Task to complete ▸ List each line below that contains the word "woman", copying every such line in full. Treat uppercase and lowercase letters as distinct when matching.

--- Begin Recorded data ---

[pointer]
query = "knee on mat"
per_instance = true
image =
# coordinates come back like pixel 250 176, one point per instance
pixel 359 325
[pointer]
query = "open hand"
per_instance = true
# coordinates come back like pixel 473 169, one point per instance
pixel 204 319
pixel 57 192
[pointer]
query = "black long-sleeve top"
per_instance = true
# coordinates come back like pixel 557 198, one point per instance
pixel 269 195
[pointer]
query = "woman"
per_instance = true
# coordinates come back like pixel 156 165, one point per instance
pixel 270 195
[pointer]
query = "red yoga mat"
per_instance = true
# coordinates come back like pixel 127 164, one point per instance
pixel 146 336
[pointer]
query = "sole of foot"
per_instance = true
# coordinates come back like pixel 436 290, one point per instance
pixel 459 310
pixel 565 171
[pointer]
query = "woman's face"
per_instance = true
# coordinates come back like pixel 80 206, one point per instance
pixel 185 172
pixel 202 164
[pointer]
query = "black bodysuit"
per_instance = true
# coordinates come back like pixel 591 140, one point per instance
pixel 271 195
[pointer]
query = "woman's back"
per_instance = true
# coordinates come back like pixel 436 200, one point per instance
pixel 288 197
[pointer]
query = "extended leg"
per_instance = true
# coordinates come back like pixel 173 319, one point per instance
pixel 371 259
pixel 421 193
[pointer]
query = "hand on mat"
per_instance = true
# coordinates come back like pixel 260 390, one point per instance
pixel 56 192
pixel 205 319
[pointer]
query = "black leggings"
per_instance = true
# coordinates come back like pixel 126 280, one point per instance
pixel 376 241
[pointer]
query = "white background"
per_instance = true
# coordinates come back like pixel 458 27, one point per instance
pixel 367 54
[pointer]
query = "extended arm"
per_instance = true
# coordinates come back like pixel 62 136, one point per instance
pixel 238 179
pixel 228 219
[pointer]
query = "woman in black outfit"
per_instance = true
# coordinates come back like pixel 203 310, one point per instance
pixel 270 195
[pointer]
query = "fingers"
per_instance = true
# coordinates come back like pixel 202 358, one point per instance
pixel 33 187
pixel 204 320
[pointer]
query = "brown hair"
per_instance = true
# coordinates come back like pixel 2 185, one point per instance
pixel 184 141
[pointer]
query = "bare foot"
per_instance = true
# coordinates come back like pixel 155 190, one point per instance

--- End Recorded data ---
--- Begin Recorded data ---

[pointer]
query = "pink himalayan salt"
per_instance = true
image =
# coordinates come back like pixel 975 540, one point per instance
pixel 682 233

--- End Recorded data ---

Exercise response ▸
query = "woman"
query = "woman's face"
query = "woman's back"
query = "woman in black outfit"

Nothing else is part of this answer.